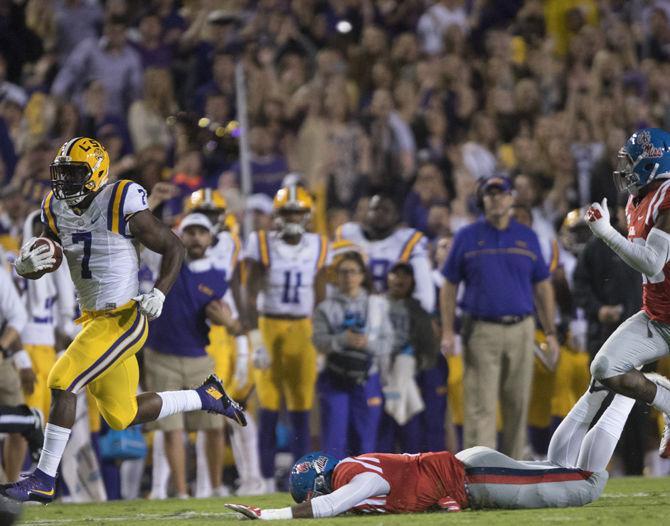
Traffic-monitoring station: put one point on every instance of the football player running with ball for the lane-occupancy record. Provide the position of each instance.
(99, 226)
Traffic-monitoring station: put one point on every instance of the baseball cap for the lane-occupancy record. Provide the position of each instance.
(195, 219)
(497, 181)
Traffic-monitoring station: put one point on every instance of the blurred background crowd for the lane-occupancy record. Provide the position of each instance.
(417, 98)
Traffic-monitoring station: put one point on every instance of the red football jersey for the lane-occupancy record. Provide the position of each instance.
(641, 215)
(418, 482)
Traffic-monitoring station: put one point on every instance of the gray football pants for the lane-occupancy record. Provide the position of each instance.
(498, 481)
(636, 342)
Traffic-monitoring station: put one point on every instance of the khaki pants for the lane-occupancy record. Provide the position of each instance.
(498, 368)
(10, 384)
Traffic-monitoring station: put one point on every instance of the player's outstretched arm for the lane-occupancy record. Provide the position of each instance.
(649, 257)
(157, 237)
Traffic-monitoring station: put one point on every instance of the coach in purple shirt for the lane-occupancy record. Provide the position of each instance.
(175, 356)
(506, 280)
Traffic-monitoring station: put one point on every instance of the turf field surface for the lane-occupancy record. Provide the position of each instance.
(634, 501)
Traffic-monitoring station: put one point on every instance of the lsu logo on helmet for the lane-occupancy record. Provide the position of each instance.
(80, 168)
(293, 210)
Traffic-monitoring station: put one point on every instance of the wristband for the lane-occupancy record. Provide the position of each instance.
(255, 339)
(22, 360)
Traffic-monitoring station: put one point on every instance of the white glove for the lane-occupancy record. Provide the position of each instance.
(30, 261)
(259, 354)
(598, 219)
(151, 303)
(241, 375)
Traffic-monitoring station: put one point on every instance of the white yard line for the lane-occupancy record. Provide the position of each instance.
(130, 518)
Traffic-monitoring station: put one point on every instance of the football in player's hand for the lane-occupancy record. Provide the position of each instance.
(56, 252)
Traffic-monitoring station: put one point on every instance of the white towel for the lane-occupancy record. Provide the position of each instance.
(402, 398)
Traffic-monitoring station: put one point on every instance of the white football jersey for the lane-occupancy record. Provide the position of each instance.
(406, 245)
(226, 252)
(50, 300)
(100, 250)
(290, 272)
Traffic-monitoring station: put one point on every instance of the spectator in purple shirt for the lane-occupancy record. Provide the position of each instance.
(150, 46)
(110, 60)
(175, 354)
(268, 168)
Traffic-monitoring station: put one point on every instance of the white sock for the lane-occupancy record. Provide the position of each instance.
(131, 478)
(662, 400)
(55, 440)
(600, 441)
(160, 471)
(567, 439)
(244, 443)
(203, 486)
(179, 402)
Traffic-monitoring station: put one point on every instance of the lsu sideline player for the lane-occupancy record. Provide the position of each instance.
(230, 351)
(386, 243)
(99, 226)
(285, 269)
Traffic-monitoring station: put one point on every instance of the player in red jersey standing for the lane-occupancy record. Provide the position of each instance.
(643, 171)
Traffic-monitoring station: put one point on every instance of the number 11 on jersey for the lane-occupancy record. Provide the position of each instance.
(292, 283)
(86, 238)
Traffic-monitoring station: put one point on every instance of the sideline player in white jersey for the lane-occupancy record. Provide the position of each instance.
(285, 269)
(99, 226)
(230, 351)
(386, 243)
(50, 303)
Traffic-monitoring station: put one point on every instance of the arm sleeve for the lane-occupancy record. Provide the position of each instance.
(585, 283)
(252, 249)
(453, 268)
(540, 268)
(424, 291)
(360, 488)
(11, 306)
(134, 199)
(649, 257)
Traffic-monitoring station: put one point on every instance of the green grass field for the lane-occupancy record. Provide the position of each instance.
(633, 501)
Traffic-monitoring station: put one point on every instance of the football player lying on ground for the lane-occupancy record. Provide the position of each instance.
(475, 478)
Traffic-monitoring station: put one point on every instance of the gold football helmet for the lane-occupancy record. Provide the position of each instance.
(293, 210)
(80, 168)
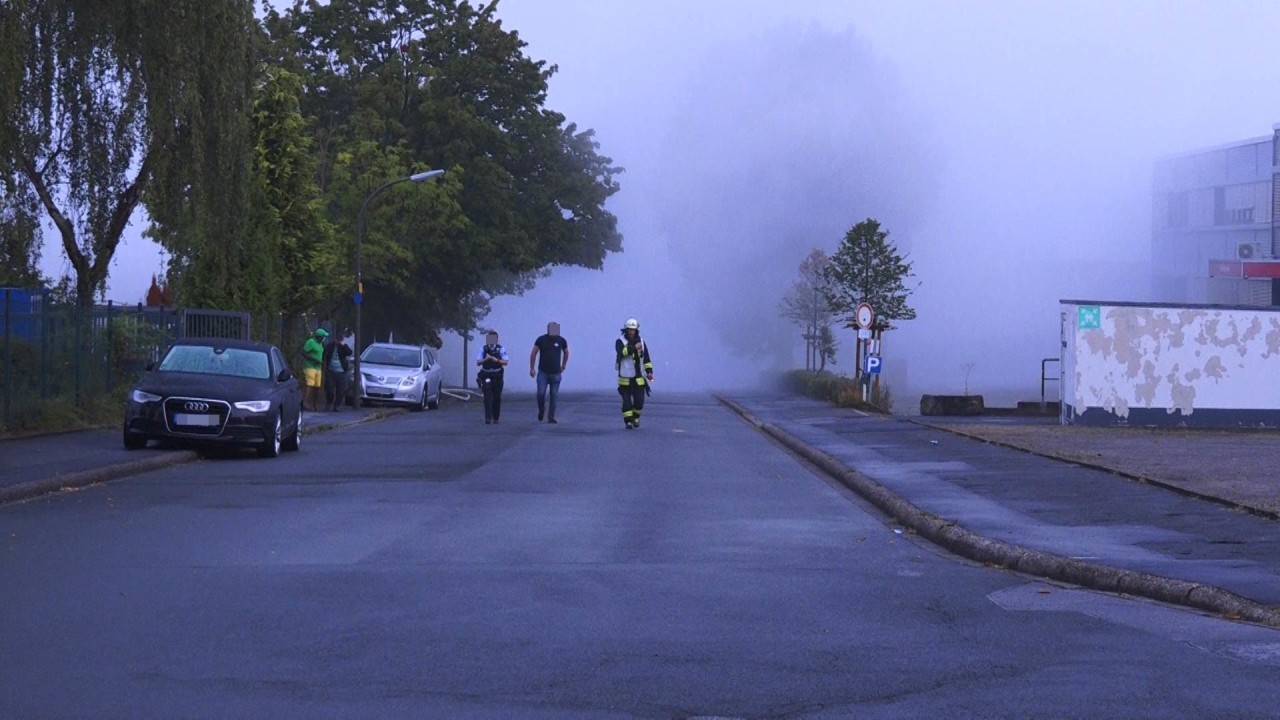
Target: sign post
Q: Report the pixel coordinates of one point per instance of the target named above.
(865, 317)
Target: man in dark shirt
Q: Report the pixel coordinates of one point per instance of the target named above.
(551, 351)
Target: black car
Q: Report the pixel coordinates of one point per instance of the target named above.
(214, 391)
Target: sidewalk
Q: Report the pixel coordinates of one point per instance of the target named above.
(1179, 516)
(35, 465)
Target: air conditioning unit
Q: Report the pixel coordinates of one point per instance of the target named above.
(1248, 251)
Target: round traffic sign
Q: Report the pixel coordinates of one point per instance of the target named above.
(864, 315)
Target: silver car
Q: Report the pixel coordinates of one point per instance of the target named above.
(402, 374)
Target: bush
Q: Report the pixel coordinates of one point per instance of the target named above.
(837, 390)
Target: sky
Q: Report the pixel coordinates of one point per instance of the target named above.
(1006, 147)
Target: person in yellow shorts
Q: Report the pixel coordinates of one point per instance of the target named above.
(312, 369)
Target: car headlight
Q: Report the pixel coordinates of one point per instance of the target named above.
(255, 405)
(142, 396)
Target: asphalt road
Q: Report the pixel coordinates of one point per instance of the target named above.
(433, 566)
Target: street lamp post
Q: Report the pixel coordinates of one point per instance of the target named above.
(359, 297)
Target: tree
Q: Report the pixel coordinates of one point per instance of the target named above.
(807, 306)
(19, 235)
(867, 268)
(283, 256)
(392, 85)
(108, 100)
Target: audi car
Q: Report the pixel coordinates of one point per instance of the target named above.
(216, 392)
(401, 374)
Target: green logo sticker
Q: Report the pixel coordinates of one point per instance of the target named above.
(1088, 317)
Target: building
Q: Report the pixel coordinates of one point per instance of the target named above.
(1214, 227)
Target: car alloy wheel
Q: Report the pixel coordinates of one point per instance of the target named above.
(272, 447)
(295, 442)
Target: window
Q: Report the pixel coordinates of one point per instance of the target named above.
(1178, 212)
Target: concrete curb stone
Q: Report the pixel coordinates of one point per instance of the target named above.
(955, 538)
(1139, 478)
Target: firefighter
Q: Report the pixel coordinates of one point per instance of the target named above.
(635, 372)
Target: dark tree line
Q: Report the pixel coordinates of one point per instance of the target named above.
(254, 141)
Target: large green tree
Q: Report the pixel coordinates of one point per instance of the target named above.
(109, 100)
(392, 85)
(282, 256)
(805, 305)
(868, 268)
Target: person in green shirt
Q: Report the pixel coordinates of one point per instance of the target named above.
(312, 370)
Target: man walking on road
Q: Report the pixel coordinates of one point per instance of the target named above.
(337, 363)
(492, 361)
(635, 372)
(312, 369)
(551, 351)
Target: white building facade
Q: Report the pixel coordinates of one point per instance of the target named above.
(1215, 235)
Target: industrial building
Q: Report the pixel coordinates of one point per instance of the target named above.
(1215, 236)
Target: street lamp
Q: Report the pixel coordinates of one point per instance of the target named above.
(359, 297)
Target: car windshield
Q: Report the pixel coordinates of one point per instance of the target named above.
(216, 361)
(400, 356)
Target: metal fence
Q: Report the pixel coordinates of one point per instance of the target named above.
(63, 354)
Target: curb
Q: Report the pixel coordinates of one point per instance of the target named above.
(71, 481)
(1147, 479)
(36, 488)
(967, 543)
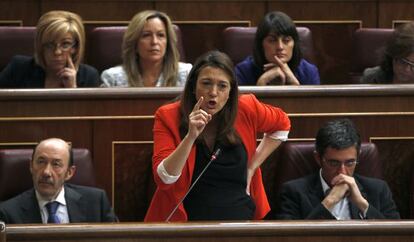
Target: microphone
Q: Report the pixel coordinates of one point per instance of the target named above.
(212, 158)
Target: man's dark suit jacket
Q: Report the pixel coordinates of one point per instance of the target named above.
(301, 199)
(85, 204)
(23, 72)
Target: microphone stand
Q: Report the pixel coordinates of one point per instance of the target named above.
(213, 157)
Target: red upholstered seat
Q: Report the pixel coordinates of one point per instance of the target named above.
(15, 175)
(15, 41)
(239, 41)
(105, 47)
(368, 49)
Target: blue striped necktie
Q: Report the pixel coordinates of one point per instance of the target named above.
(51, 210)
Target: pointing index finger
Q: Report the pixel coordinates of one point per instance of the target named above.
(198, 104)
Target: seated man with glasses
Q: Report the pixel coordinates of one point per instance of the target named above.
(335, 192)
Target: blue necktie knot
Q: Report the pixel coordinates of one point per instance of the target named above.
(51, 210)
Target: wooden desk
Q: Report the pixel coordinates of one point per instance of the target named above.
(291, 231)
(116, 125)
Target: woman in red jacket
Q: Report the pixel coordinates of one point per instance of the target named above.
(211, 116)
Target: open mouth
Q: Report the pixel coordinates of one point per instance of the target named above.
(211, 104)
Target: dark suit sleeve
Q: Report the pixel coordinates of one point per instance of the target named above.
(385, 207)
(293, 203)
(107, 213)
(3, 216)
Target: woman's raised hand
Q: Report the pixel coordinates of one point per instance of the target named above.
(198, 119)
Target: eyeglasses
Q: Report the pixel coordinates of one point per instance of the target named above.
(337, 163)
(64, 46)
(405, 62)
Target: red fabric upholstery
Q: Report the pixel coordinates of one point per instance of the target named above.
(15, 41)
(239, 41)
(368, 49)
(105, 47)
(297, 160)
(15, 175)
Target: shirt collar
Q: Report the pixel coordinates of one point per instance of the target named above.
(60, 198)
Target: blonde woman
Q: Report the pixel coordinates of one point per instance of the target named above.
(59, 49)
(149, 53)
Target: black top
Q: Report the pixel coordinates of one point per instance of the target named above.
(220, 193)
(23, 72)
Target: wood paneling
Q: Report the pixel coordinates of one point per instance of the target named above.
(209, 36)
(289, 231)
(394, 10)
(366, 11)
(332, 42)
(333, 63)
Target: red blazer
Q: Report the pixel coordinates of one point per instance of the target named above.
(253, 117)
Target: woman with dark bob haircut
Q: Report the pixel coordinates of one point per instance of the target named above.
(277, 58)
(398, 61)
(213, 123)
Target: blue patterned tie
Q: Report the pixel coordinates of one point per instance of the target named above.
(51, 210)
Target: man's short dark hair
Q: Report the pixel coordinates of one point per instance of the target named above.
(71, 162)
(337, 134)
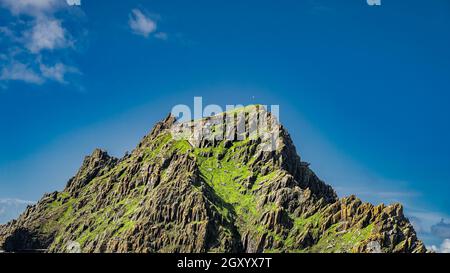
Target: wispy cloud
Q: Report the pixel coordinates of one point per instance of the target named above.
(47, 34)
(34, 39)
(17, 71)
(141, 24)
(443, 248)
(32, 7)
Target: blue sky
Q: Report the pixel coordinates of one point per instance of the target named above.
(363, 90)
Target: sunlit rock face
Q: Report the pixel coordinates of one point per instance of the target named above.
(219, 189)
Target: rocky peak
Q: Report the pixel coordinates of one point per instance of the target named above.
(223, 190)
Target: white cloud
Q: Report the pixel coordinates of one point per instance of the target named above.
(18, 71)
(46, 34)
(443, 248)
(32, 7)
(141, 24)
(162, 36)
(57, 72)
(35, 41)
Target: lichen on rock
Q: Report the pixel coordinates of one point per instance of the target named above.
(175, 194)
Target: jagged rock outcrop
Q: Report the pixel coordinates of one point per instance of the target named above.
(224, 191)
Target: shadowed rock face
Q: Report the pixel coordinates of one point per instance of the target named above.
(208, 195)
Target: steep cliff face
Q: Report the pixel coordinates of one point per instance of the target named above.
(206, 194)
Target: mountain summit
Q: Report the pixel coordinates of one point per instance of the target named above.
(224, 191)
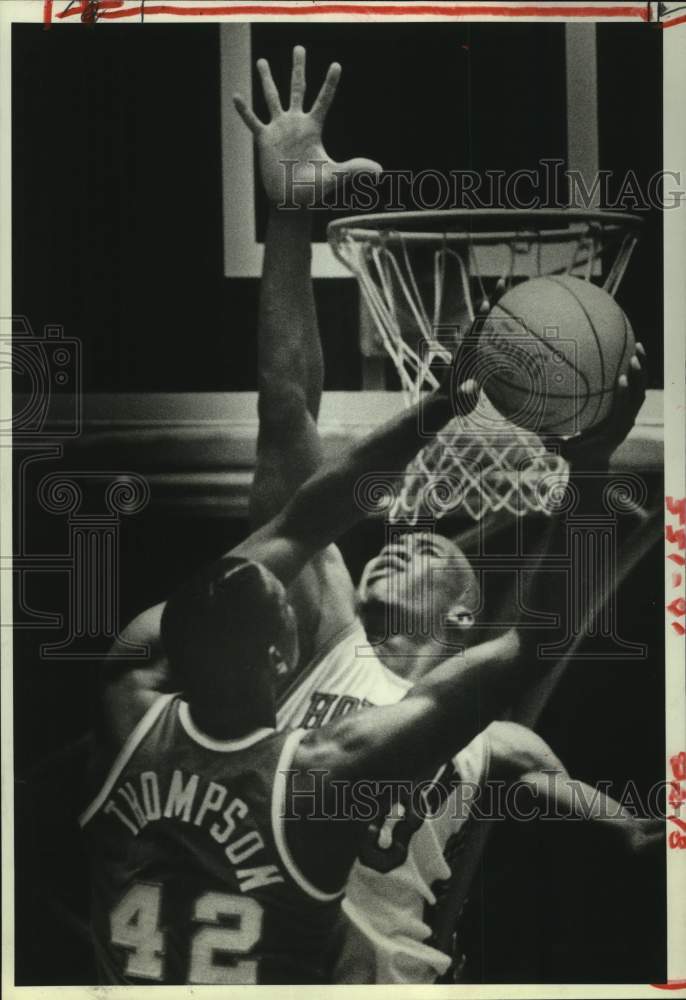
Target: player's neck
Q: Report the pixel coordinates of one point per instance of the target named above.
(214, 721)
(409, 658)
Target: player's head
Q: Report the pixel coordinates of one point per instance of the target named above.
(422, 582)
(228, 633)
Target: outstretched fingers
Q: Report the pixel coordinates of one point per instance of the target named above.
(320, 108)
(247, 114)
(271, 94)
(298, 79)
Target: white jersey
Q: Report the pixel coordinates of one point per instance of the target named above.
(394, 879)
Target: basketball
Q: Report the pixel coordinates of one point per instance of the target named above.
(550, 352)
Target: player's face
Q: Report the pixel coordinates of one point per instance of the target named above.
(417, 573)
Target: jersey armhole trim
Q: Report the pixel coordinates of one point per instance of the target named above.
(288, 750)
(143, 726)
(309, 668)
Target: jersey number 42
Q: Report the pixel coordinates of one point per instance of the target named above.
(135, 926)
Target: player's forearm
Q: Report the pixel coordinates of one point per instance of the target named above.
(328, 503)
(290, 356)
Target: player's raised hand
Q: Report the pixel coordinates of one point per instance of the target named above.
(295, 167)
(593, 448)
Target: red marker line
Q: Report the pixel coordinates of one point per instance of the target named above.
(673, 24)
(364, 10)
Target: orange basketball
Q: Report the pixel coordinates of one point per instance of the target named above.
(550, 352)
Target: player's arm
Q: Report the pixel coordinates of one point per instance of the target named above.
(522, 758)
(297, 175)
(326, 505)
(370, 750)
(127, 687)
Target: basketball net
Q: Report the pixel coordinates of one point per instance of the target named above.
(426, 277)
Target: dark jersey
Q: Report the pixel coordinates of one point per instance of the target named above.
(192, 878)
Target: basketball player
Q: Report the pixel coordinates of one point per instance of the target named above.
(416, 599)
(196, 876)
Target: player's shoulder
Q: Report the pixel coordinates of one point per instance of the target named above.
(134, 674)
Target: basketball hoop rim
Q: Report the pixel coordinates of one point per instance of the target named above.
(443, 225)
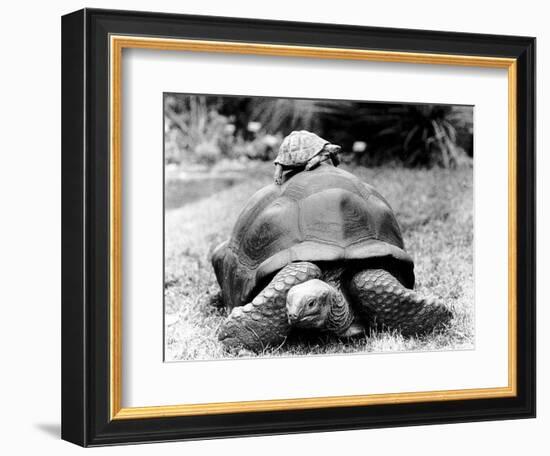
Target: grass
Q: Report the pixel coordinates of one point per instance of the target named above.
(434, 209)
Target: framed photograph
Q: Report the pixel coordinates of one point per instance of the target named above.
(280, 227)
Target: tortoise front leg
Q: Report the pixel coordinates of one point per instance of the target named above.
(387, 304)
(264, 322)
(278, 174)
(315, 161)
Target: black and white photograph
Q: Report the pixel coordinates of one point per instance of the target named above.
(300, 227)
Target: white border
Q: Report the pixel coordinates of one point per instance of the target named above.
(149, 381)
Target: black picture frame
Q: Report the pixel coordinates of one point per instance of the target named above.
(85, 227)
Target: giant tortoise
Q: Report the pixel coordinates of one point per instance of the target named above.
(323, 250)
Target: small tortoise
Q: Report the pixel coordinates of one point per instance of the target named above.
(322, 251)
(304, 149)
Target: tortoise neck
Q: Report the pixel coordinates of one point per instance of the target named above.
(340, 316)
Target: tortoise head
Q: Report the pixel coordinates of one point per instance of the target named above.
(308, 304)
(333, 151)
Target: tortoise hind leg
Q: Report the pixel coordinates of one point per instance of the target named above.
(264, 322)
(388, 304)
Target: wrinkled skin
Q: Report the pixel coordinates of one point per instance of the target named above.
(297, 298)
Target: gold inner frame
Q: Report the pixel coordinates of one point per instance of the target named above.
(117, 44)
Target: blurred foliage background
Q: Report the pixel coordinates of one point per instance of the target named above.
(202, 130)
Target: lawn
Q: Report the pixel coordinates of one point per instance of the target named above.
(434, 210)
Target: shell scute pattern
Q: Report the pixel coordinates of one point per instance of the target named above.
(326, 214)
(298, 147)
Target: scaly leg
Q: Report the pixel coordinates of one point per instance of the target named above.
(387, 304)
(264, 322)
(278, 174)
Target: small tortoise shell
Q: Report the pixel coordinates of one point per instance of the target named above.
(299, 147)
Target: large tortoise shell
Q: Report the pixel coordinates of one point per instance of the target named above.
(298, 147)
(326, 214)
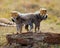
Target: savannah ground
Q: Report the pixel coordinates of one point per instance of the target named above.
(52, 24)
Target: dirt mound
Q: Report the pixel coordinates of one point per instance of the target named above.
(31, 39)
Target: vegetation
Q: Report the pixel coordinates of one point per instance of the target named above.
(52, 24)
+++
Your goal:
Only one stretch of the entries above is wanted: the lines from the one containing "Target: wooden desk" through the one containing "Target: shirt collar". Please reproduce it exactly.

Final answer:
Target: wooden desk
Q: Report the pixel coordinates of one point per instance of the target named above.
(291, 231)
(116, 125)
Target: woman in red jacket
Q: Report the pixel coordinates of one point per instance of the target named above.
(211, 116)
Target: open mouth
Q: Report the pixel coordinates of one point per instance of the target named above.
(211, 104)
Target: dark suit sleeve
Q: Report the pixel coordinates of one point per instance of the target named above.
(385, 207)
(293, 203)
(107, 213)
(3, 216)
Target: woman's raised hand
Q: Report the pixel coordinates of one point per instance of the target named above.
(198, 119)
Target: eyeglasses
Q: Report the pixel coordinates of one point per instance of the target named above.
(337, 163)
(64, 46)
(405, 62)
Target: red fabric upholstery
Q: Report the pixel coordinates of one point per instance of the target named above.
(15, 41)
(239, 41)
(368, 49)
(105, 47)
(297, 160)
(15, 175)
Target: shirt collar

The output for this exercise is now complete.